What you return should match every entry, character for character.
Start of Block
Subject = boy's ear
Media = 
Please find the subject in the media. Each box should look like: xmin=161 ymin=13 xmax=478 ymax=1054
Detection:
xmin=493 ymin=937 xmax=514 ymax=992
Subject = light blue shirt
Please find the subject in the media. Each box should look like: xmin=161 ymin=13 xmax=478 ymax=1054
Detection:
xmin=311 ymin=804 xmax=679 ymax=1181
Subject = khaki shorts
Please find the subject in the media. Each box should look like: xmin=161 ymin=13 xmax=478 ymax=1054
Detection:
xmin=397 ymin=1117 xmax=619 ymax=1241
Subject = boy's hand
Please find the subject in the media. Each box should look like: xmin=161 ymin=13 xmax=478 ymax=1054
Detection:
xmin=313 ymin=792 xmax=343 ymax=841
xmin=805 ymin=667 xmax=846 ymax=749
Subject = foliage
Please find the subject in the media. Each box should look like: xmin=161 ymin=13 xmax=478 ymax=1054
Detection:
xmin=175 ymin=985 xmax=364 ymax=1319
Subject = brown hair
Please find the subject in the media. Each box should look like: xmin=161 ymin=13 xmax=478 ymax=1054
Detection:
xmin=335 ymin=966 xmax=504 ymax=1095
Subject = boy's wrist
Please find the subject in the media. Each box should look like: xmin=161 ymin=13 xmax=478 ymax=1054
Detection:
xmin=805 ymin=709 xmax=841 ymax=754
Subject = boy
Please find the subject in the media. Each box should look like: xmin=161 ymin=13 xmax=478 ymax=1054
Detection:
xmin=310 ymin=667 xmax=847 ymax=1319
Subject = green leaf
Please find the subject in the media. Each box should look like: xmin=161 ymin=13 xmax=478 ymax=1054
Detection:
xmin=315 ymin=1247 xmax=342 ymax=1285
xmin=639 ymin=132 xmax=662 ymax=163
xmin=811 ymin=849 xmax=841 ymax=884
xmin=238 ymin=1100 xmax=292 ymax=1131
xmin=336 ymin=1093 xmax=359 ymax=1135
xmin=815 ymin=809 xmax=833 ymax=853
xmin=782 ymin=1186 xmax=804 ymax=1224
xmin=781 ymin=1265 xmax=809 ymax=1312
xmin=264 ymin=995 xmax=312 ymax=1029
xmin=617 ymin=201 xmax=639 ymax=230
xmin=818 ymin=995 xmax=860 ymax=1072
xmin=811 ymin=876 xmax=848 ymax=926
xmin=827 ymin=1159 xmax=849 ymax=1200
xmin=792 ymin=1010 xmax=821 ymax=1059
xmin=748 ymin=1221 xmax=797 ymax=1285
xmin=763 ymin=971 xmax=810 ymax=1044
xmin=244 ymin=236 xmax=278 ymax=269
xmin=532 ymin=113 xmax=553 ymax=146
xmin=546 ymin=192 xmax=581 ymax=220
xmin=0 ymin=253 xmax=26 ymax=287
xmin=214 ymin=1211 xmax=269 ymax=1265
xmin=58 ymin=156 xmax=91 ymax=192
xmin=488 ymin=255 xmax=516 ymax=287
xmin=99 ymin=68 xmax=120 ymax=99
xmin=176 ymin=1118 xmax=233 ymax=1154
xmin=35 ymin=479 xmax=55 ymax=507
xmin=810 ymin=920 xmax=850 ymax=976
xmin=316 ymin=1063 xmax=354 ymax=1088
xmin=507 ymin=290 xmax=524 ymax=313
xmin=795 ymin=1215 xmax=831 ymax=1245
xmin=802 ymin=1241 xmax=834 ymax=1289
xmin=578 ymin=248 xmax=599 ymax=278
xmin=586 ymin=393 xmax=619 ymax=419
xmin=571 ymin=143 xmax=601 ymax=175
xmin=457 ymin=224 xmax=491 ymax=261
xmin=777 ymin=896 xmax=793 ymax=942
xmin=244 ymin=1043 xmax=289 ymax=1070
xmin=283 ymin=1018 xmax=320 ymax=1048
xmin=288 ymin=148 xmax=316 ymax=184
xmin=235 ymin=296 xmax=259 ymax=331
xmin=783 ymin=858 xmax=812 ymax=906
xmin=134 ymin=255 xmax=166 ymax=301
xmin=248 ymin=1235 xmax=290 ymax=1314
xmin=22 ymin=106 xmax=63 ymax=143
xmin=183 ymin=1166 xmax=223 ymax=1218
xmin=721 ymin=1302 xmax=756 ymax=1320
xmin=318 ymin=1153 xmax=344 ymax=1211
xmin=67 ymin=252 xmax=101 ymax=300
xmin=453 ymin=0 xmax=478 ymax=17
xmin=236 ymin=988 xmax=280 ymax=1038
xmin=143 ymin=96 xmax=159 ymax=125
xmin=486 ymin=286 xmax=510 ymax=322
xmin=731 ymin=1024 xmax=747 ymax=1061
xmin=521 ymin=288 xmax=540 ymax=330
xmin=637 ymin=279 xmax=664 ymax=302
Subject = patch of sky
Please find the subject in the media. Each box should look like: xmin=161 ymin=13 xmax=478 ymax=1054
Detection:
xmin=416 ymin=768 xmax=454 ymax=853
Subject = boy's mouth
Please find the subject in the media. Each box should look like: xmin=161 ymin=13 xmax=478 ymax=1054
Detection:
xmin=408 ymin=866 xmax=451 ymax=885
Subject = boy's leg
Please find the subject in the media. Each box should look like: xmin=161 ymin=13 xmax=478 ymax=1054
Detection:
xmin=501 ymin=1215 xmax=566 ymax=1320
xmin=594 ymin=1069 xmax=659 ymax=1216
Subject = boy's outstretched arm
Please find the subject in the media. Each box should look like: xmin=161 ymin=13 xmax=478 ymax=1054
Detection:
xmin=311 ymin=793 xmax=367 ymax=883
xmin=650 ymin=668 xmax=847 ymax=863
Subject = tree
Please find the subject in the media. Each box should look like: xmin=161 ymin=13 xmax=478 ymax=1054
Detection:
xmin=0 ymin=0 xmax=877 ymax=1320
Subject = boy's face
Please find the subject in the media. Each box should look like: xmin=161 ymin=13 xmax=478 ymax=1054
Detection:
End of Block
**OUTPUT FOR THIS TASK:**
Subject = boy's ear
Media = 
Please find the subject in the media. Each box should look like: xmin=161 ymin=13 xmax=478 ymax=1054
Detection:
xmin=493 ymin=937 xmax=514 ymax=992
Subject = light blue shirt
Please find the subject in the media. Each box should look like: xmin=161 ymin=13 xmax=478 ymax=1054
Detection:
xmin=311 ymin=804 xmax=679 ymax=1181
Subject = khaki shorts
Please find the subject in the media. Each box should look like: xmin=161 ymin=13 xmax=478 ymax=1054
Detection:
xmin=397 ymin=1117 xmax=619 ymax=1241
Subject = boy's hand
Please find the subject in the media. Each box should look like: xmin=161 ymin=13 xmax=478 ymax=1054
Detection:
xmin=313 ymin=792 xmax=343 ymax=841
xmin=805 ymin=667 xmax=846 ymax=749
Subject = foliage
Please find the subject in the media. Each box should look like: xmin=161 ymin=13 xmax=478 ymax=1054
Detection:
xmin=175 ymin=985 xmax=364 ymax=1319
Subject = brown hair
Please find the subject in the media. Each box should look like: xmin=161 ymin=13 xmax=478 ymax=1054
Detection:
xmin=335 ymin=966 xmax=504 ymax=1095
Subject = boy's wrist
Please find the subject in the media. Each box should look like: xmin=161 ymin=13 xmax=478 ymax=1054
Detection:
xmin=805 ymin=709 xmax=841 ymax=754
Subject = boy
Please find the subject in the media. Each box should look like: xmin=161 ymin=13 xmax=478 ymax=1054
Detection:
xmin=310 ymin=667 xmax=847 ymax=1319
Subject = green leaf
Please find the subject in the media. Each box should look like: xmin=161 ymin=13 xmax=478 ymax=1054
Detection:
xmin=315 ymin=1247 xmax=342 ymax=1285
xmin=639 ymin=132 xmax=662 ymax=163
xmin=811 ymin=849 xmax=841 ymax=884
xmin=238 ymin=1100 xmax=292 ymax=1131
xmin=336 ymin=1093 xmax=359 ymax=1135
xmin=815 ymin=809 xmax=833 ymax=853
xmin=782 ymin=1186 xmax=804 ymax=1224
xmin=781 ymin=1265 xmax=809 ymax=1312
xmin=264 ymin=995 xmax=312 ymax=1029
xmin=617 ymin=201 xmax=639 ymax=230
xmin=818 ymin=995 xmax=860 ymax=1072
xmin=811 ymin=876 xmax=848 ymax=926
xmin=827 ymin=1159 xmax=849 ymax=1200
xmin=792 ymin=1010 xmax=821 ymax=1059
xmin=748 ymin=1221 xmax=797 ymax=1285
xmin=763 ymin=971 xmax=810 ymax=1044
xmin=244 ymin=236 xmax=278 ymax=269
xmin=532 ymin=113 xmax=553 ymax=146
xmin=546 ymin=192 xmax=581 ymax=220
xmin=0 ymin=253 xmax=26 ymax=287
xmin=214 ymin=1211 xmax=269 ymax=1265
xmin=58 ymin=156 xmax=91 ymax=192
xmin=488 ymin=255 xmax=516 ymax=287
xmin=99 ymin=68 xmax=120 ymax=99
xmin=176 ymin=1118 xmax=233 ymax=1154
xmin=35 ymin=479 xmax=55 ymax=507
xmin=810 ymin=920 xmax=850 ymax=976
xmin=316 ymin=1063 xmax=354 ymax=1088
xmin=507 ymin=290 xmax=524 ymax=313
xmin=795 ymin=1215 xmax=831 ymax=1245
xmin=802 ymin=1241 xmax=834 ymax=1289
xmin=578 ymin=248 xmax=599 ymax=278
xmin=586 ymin=393 xmax=619 ymax=419
xmin=571 ymin=143 xmax=601 ymax=175
xmin=457 ymin=224 xmax=491 ymax=261
xmin=777 ymin=896 xmax=793 ymax=942
xmin=244 ymin=1043 xmax=289 ymax=1070
xmin=283 ymin=1018 xmax=320 ymax=1048
xmin=288 ymin=148 xmax=316 ymax=184
xmin=235 ymin=296 xmax=259 ymax=331
xmin=783 ymin=858 xmax=812 ymax=906
xmin=134 ymin=255 xmax=166 ymax=301
xmin=248 ymin=1235 xmax=290 ymax=1314
xmin=22 ymin=106 xmax=63 ymax=143
xmin=183 ymin=1166 xmax=223 ymax=1218
xmin=721 ymin=1302 xmax=756 ymax=1320
xmin=318 ymin=1153 xmax=344 ymax=1211
xmin=67 ymin=252 xmax=101 ymax=300
xmin=453 ymin=0 xmax=478 ymax=17
xmin=236 ymin=988 xmax=280 ymax=1038
xmin=143 ymin=96 xmax=159 ymax=125
xmin=486 ymin=286 xmax=510 ymax=322
xmin=731 ymin=1024 xmax=747 ymax=1061
xmin=521 ymin=288 xmax=540 ymax=330
xmin=637 ymin=279 xmax=664 ymax=302
Subject = patch of sky
Please find the subject in the media. Each box should look like: xmin=161 ymin=13 xmax=478 ymax=1054
Detection:
xmin=416 ymin=768 xmax=454 ymax=853
Subject = boy's mouth
Please find the subject in the media. Each box should look like: xmin=161 ymin=13 xmax=478 ymax=1054
Detection:
xmin=408 ymin=866 xmax=451 ymax=885
Subject = boy's leg
Please find the subject in the media. Each box should look like: xmin=161 ymin=13 xmax=478 ymax=1054
Detection:
xmin=501 ymin=1215 xmax=566 ymax=1320
xmin=594 ymin=1069 xmax=659 ymax=1216
Subject = boy's outstretched arm
Please find the subject in the media. Each box should look like: xmin=161 ymin=13 xmax=478 ymax=1054
Detection:
xmin=311 ymin=793 xmax=367 ymax=883
xmin=650 ymin=668 xmax=847 ymax=863
Subject = tree
Please find the subject in the media. Each box should look like: xmin=161 ymin=13 xmax=478 ymax=1054
Detection:
xmin=0 ymin=0 xmax=877 ymax=1320
Subject = boy's face
Please find the subject in the media. Each box should look like: xmin=161 ymin=13 xmax=478 ymax=1054
Detection:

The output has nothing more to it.